[Start Input material]

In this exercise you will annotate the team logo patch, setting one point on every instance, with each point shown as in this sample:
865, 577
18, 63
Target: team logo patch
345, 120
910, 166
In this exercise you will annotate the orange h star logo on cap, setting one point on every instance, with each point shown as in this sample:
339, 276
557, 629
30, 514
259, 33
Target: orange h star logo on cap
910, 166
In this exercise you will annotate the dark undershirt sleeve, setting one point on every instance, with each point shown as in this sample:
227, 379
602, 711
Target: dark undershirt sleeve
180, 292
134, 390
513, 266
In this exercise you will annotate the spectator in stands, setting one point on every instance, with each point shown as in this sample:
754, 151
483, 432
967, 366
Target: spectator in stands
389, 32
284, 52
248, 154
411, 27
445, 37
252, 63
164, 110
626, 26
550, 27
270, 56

[End Input material]
[Start Input material]

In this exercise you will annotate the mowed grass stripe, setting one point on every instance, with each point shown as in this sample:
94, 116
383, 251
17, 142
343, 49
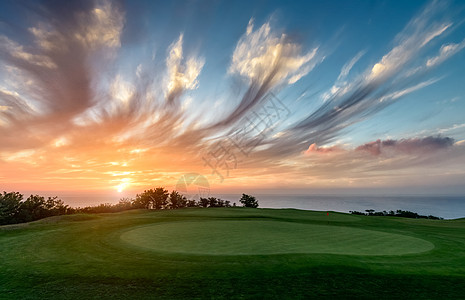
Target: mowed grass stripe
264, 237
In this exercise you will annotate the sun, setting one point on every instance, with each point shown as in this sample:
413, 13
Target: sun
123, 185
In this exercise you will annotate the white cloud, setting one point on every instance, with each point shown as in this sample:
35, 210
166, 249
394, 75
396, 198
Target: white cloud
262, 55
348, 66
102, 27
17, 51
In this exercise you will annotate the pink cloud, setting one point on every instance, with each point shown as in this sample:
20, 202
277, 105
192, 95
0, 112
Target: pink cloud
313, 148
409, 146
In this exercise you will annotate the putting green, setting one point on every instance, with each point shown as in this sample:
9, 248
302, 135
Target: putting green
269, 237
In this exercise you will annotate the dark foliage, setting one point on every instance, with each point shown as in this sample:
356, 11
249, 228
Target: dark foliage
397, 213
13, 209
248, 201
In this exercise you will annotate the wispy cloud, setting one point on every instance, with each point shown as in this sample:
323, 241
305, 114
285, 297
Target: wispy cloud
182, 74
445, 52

[End Input material]
[Start Input material]

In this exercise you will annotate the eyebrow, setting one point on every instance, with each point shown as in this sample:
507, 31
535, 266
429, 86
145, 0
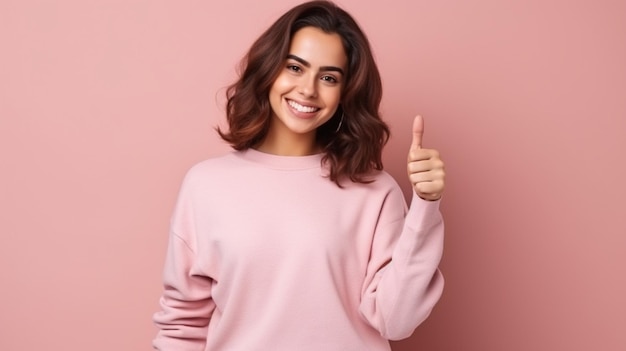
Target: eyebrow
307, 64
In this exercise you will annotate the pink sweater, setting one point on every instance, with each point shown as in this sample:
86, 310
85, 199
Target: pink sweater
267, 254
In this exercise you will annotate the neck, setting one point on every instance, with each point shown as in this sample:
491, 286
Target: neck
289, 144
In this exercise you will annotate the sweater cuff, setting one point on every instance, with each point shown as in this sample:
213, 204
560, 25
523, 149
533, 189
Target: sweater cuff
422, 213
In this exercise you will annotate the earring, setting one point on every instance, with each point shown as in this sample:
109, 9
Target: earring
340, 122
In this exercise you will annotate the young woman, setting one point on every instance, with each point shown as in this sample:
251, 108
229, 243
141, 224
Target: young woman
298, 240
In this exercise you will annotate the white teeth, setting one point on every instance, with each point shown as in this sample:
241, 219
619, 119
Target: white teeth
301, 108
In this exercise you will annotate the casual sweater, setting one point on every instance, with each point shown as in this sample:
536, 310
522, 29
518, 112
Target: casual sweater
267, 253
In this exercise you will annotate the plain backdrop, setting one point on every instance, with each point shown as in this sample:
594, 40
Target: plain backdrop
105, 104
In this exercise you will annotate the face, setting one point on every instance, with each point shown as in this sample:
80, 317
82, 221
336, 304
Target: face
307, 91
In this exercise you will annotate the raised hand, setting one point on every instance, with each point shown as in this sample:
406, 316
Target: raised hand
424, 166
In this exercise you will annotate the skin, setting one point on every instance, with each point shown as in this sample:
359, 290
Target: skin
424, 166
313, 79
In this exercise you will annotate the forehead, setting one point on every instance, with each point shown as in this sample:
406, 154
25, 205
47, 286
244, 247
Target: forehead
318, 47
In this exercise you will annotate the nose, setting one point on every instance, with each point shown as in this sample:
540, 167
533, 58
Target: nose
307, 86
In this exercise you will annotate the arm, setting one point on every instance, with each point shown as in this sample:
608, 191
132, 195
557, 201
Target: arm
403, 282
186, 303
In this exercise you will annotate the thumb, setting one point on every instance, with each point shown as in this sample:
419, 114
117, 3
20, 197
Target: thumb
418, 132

[End Input material]

*Task details:*
Which lines of the entries above contain the string "sweater"? Report each such line in full, treating case as significant.

*Answer to the task:*
In this exercise you will annotate the pink sweater, setting one point on every instance, with each point shown as in this sample:
Target: pink sweater
In this exercise you will annotate the sweater cuff, setting one point on every instance, with each point shown as in this sample:
Target: sweater cuff
In this exercise you will annotate the casual sweater, setting one point on every instance, with each point shown as in this sample:
Target: casual sweater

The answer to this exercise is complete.